## Input rows
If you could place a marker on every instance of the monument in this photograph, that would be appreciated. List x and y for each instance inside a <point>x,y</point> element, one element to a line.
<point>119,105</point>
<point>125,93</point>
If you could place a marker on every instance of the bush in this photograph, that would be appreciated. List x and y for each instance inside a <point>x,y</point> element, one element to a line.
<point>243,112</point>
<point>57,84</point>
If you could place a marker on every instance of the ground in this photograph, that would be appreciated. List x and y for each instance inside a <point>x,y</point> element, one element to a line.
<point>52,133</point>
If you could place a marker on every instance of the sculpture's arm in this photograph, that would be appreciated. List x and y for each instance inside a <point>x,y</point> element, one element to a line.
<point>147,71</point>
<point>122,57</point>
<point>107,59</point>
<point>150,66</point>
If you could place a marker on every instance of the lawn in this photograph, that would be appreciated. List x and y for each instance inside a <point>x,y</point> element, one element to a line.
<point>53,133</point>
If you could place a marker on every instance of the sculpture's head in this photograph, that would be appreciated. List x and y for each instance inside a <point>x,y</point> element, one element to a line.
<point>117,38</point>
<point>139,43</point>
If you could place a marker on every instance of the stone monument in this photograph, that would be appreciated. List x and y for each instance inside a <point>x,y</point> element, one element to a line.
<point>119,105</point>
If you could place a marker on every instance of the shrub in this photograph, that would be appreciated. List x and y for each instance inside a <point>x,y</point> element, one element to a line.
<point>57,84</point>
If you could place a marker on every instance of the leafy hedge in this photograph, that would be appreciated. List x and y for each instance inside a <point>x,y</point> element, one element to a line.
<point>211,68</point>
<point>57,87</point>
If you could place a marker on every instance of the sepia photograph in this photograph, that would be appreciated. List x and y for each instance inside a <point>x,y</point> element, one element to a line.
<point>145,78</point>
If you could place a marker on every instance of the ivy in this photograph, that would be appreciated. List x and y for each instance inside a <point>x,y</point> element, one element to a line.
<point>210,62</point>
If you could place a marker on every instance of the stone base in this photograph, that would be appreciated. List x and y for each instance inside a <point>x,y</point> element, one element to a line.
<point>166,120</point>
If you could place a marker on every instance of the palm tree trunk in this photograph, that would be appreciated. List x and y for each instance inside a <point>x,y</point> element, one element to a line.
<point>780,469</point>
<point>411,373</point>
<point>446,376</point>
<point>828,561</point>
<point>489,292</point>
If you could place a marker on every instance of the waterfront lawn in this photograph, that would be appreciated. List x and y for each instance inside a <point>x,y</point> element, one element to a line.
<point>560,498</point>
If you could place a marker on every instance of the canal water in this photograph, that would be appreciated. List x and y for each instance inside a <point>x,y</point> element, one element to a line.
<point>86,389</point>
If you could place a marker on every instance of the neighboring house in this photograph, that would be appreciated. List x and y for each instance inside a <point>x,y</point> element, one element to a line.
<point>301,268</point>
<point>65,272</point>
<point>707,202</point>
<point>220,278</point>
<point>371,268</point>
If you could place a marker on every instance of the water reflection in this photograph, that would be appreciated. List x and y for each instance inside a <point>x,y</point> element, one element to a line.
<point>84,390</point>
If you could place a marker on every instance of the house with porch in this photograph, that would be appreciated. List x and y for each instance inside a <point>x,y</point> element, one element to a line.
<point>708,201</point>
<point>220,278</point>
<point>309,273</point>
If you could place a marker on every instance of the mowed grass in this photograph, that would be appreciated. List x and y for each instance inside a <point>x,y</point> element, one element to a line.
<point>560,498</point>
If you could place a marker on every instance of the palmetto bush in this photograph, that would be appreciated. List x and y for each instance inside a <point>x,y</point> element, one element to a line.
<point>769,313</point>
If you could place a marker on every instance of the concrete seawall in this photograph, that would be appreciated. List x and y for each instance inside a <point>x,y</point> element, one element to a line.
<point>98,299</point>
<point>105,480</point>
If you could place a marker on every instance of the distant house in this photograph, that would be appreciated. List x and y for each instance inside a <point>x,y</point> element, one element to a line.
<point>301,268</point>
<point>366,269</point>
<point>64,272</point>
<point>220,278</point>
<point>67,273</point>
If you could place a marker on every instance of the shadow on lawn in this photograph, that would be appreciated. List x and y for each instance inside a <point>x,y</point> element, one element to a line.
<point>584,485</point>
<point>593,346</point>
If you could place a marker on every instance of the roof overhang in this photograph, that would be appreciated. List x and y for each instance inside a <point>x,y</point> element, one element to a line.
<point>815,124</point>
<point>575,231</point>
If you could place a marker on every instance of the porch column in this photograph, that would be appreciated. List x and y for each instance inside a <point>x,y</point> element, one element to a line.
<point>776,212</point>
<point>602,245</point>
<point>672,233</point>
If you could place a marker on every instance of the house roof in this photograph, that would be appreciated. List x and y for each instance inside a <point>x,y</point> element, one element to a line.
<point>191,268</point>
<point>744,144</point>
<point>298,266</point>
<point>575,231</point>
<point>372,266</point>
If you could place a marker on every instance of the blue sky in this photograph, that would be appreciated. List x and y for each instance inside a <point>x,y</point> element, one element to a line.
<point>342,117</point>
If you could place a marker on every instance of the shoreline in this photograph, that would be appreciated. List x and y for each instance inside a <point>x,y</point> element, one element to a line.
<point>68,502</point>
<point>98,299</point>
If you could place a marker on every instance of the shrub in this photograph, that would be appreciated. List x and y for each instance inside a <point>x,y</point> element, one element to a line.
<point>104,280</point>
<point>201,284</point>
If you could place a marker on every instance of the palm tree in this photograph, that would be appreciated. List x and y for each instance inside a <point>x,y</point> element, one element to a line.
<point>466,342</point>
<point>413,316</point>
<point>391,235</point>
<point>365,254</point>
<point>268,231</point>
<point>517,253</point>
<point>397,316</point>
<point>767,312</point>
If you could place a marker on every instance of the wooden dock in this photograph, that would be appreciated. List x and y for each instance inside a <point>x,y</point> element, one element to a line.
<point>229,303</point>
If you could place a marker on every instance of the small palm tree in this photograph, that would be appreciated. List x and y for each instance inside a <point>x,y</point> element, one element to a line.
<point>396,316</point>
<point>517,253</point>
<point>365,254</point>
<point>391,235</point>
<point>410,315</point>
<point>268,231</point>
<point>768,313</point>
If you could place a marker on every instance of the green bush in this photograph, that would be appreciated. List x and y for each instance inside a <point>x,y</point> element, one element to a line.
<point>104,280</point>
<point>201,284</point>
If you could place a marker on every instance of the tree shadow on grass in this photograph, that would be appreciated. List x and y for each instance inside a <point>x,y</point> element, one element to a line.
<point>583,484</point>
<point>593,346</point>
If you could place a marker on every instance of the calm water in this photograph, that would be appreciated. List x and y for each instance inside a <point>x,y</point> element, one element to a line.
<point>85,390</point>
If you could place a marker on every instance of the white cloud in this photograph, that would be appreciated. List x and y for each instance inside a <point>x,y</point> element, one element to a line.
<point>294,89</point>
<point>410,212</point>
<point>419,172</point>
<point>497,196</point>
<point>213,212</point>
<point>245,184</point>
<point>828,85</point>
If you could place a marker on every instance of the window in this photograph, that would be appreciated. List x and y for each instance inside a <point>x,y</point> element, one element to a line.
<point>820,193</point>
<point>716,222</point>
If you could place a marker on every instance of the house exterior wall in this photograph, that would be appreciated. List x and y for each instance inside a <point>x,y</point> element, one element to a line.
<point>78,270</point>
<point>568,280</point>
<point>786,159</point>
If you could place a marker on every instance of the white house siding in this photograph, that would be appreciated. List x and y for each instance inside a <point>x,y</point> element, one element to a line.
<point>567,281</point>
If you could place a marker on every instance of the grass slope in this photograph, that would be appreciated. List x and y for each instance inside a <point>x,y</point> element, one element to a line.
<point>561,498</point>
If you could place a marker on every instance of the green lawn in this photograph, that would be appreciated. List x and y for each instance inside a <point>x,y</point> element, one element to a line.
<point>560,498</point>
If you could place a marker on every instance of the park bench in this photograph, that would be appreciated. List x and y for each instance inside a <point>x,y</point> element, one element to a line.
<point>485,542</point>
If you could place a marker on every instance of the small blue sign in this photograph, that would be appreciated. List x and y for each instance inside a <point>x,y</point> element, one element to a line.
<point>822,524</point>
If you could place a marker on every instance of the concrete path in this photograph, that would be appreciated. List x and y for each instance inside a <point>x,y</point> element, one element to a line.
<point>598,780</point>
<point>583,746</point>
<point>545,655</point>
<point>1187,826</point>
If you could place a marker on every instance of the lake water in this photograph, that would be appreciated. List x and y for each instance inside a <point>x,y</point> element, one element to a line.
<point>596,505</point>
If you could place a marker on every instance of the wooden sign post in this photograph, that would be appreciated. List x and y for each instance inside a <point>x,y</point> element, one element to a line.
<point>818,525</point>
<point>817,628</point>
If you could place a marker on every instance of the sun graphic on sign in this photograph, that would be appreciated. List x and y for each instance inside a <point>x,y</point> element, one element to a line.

## The request
Beginning with the line containing "of the calm" and continuing through the line containing "<point>561,498</point>", output that stretch of the material as a numbered list, omitting blank lines.

## Result for this task
1. If you could place a marker on every instance of the calm water in this photograph, that would be appreciated. List x and y for each instance inside a <point>x,y</point> element, one element to a line.
2. <point>85,390</point>
3. If you could place a marker on every instance of the white cloud in this photograph, that would be appreciated. List x and y for each instance inside a <point>x,y</point> element, one element to a line.
4. <point>294,89</point>
5. <point>410,212</point>
6. <point>419,172</point>
7. <point>497,196</point>
8. <point>213,212</point>
9. <point>245,184</point>
10. <point>828,85</point>
11. If you could place a marker on every instance of the window in this photograph, that would be appreciated. List x and y for each instance inside a <point>x,y</point> element, one element to a line.
12. <point>820,193</point>
13. <point>716,222</point>
14. If you could place a marker on every instance of the house exterior wall in this photograph, that would be appreciated. List x and y for each instance inside a <point>x,y</point> element, one element to a line.
15. <point>78,270</point>
16. <point>568,280</point>
17. <point>786,159</point>
18. If you could place a marker on every instance of the white house siding in this photograph, that would be appreciated. List x and y for each instance inside a <point>x,y</point> element, one element to a line.
19. <point>567,281</point>
20. If you could place a marker on every instance of the grass slope in this photograph, that would be appreciated. List x and y for each instance inside a <point>x,y</point> element, one element to a line.
21. <point>561,498</point>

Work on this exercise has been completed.